* TASK DETAILS:
Answer these three questions using the passage on free book promotions.
1. How many downloads does a Freebooksy promotion obtain, in the author's experience?
2. About how much does BookBub cost to promote a free book for one day?
3. What read-through rate does the author get to Book #2, Lindisfarne?

I have also had reasonable results with The eReader Cafe and less so with Book Doggy but this is reflected in the price (it's only about £12).
In my experience, a Freebooksy promotion will obtain 2K - 5K downloads, though some genres may do better; others, worse. But this is enough to give a sagging book a lift, get future sales - especially good if your book is the first in a series - and obtain new reviews and ratings.
Then there is BookBub. You've probably heard of it. It's fabulous, and has not 1000s but 1,000,000s of subscribers. It costs about £540 to promote a free book for one day (it works in the same way as all the others), but it's worth it. You have to submit the book for their consideration, and they only take around 10% of those submitted, but you can keep trying; I know of one writer who submitted about 16 times before finally getting accepted. I've been accepted twice so far, and got 37K downloads the first time, and 45K the second. For each, I got over 300 new reviews or ratings across all sites (all Amazons, Bookbub itself, Goodreads) for each book (it's probably more by now), and the boost this gave me in Amazon visibility meant that I made the money back several times over in the two or three months that followed, in sales for the book that had been on promotion, and others.
For more details of any of these promotional sites, take a look via the links provided. Do be aware, though that the wider your readership, the more likely you are to get some bad reviews. Most of the ones I got for The Devil You Know were extremely positive, but I got a few humdingers for The House of York! Unless you're getting a great deal of bad reviews, in which case you need to take a long, hard look at the book itself, it's just something you must learn to accept. And you can learn from them, sometimes.
5. The Quality of the Free Book
The ideal world: 1000s will download the free book, read it immediately, think, 'Wow! I need more!', then leap to Amazon and to buy more of your work. Of course, this rarely happens.
Think about your own reading habits. If a book really grips you, you'll buy the next in the series or another novel by that author. If it's just 'quite good' but didn't really grip you, or it's okay but still needs some work, you probably won't. Similarly, if you can see that it's good but it's just not your thing - no book appeals to everyone.
I have a four book series, and put the first one, Tipping Point, on free a couple of times a year. I get around an 80% 'read-through' to Book #2, Lindisfarne, and 70% for #3, UK2, though only about 60% to #4, Legacy. But the people who do read all four often go on to buy others; the associated short stories, another book set in the same world, The Devil You Know, and my most recent, 2-book series. These are the ones who like my writing style—the more downloads you get, the more likely you are to find them.
If your free book is not soundly edited and proofread, with great pacing, characters that the readers care about, realistic dialogue and a well-constructed plot without any dodgy bits, you will get less read-throughs, and less reviews. I say this from observation and, sadly, experience - my first two books needed better editing and proofreading. I thought the fantastic free promo would get me started. It didn't. That came several books later, when I was more experienced in every aspect of novel-writing. I did get some great reviews, and found readers who stuck with me, but I got some bad ones, too, and made errors with the subject matter of the third and fourth books - basically, it was a learning experience!
Putting one book on free is no guarantee of future sales. However! A lack of them might not necessarily mean your book is a mess. It might be simply because of my theory, which I will now explain:
The following amounts are general estimates, so please don't take me to task about it; it's not meant to be actual figures, but to illustrate why you should not expect your free promotion to propel you into Amazon best-selling glory.

* INFORMATION SUPPLIED:
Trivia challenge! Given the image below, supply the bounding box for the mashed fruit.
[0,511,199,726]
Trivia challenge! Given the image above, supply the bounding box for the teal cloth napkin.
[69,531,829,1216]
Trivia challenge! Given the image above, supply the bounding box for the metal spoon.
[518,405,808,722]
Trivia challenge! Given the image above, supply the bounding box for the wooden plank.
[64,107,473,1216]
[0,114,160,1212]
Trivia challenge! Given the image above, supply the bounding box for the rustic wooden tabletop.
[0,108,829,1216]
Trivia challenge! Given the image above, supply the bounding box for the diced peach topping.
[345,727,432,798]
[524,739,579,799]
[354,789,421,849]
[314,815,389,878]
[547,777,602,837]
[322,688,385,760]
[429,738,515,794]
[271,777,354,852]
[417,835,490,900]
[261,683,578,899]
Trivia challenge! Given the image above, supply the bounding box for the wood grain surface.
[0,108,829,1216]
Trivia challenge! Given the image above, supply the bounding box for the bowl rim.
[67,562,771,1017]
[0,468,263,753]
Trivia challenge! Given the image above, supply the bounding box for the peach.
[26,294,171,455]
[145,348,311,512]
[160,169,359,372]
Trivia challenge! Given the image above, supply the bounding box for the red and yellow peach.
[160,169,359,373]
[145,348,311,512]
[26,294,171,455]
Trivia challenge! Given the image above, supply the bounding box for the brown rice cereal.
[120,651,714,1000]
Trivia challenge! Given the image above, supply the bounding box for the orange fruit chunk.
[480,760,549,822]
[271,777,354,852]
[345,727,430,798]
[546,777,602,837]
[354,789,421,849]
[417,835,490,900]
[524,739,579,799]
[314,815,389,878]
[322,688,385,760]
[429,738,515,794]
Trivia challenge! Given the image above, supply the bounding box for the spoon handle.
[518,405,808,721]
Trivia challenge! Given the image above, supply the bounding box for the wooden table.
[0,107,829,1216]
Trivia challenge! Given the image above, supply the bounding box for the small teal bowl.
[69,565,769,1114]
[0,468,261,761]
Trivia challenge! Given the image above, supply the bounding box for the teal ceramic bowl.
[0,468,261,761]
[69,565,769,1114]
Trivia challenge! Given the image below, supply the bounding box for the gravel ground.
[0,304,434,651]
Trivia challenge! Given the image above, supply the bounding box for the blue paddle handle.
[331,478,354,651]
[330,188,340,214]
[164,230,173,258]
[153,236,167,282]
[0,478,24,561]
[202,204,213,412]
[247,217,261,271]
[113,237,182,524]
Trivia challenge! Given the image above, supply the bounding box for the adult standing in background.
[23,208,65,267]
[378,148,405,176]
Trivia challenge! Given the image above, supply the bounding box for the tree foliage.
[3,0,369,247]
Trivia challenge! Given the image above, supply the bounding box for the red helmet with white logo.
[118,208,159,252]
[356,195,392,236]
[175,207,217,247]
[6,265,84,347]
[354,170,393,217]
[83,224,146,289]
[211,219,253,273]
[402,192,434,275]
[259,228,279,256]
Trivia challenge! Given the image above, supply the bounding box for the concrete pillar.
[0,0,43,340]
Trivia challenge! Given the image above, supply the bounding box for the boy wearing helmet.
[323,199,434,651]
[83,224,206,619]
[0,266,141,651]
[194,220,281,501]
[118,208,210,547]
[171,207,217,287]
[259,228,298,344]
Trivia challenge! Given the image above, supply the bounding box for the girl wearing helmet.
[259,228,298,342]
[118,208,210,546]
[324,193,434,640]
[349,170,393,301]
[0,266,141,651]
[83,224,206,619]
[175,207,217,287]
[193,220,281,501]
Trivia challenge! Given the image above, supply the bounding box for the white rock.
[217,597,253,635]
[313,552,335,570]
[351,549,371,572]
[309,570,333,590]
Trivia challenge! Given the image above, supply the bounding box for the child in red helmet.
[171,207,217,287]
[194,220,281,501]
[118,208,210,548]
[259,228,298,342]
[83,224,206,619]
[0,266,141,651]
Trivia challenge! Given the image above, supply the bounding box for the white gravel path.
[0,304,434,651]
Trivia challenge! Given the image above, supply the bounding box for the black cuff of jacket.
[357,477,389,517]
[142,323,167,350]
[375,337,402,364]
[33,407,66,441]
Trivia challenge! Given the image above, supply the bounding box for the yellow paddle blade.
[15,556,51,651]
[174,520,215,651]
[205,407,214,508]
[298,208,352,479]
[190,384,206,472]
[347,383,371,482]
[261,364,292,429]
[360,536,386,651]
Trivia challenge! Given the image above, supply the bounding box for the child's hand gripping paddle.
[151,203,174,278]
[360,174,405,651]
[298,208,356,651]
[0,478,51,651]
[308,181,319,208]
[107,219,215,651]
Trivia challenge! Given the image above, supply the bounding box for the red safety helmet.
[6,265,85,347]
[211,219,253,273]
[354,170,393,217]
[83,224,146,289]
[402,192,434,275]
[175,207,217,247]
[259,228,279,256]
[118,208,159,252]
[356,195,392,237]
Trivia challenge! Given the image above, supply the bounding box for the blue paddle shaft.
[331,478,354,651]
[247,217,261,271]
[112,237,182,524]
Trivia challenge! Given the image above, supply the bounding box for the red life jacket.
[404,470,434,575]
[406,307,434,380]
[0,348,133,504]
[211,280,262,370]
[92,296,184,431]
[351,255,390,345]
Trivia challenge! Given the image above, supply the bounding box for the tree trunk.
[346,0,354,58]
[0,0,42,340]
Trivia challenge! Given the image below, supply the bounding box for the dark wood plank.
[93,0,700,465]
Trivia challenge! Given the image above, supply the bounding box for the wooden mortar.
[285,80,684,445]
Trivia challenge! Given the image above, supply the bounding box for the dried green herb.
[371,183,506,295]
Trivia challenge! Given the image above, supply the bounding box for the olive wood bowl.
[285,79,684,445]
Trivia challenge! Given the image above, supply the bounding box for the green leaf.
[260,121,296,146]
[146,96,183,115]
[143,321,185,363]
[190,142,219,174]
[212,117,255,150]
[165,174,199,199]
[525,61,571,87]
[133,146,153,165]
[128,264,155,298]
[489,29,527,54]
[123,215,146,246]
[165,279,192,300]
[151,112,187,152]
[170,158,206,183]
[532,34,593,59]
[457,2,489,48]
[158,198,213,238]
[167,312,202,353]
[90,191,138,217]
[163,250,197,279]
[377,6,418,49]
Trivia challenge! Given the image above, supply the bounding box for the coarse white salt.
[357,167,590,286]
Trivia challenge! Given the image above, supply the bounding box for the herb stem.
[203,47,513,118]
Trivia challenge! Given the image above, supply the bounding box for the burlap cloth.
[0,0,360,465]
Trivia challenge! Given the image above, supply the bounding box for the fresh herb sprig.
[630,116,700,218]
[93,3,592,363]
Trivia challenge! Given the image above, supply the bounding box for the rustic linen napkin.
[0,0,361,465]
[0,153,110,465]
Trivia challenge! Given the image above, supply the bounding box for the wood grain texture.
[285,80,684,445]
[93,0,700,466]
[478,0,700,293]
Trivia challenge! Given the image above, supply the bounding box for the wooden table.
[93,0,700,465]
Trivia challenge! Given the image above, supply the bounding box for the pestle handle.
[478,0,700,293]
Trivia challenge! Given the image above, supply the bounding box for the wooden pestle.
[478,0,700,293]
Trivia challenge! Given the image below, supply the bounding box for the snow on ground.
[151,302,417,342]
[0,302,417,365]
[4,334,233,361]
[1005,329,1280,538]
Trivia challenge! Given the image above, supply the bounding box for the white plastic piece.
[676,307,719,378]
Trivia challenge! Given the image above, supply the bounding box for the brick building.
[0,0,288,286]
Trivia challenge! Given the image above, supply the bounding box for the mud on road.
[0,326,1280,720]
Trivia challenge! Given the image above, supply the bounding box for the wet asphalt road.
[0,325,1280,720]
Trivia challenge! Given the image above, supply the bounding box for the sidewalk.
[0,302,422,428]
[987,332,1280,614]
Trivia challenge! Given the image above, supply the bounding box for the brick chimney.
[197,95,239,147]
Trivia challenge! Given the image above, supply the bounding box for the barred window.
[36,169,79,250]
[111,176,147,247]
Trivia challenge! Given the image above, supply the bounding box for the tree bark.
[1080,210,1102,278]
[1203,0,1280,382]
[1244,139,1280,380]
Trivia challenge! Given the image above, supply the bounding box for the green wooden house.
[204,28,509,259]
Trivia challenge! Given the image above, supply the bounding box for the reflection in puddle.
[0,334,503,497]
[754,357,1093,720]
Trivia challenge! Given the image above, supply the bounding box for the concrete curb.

* CORRECT RESULT:
1. 2K - 5K downloads.
2. About £540.
3. Around 80%.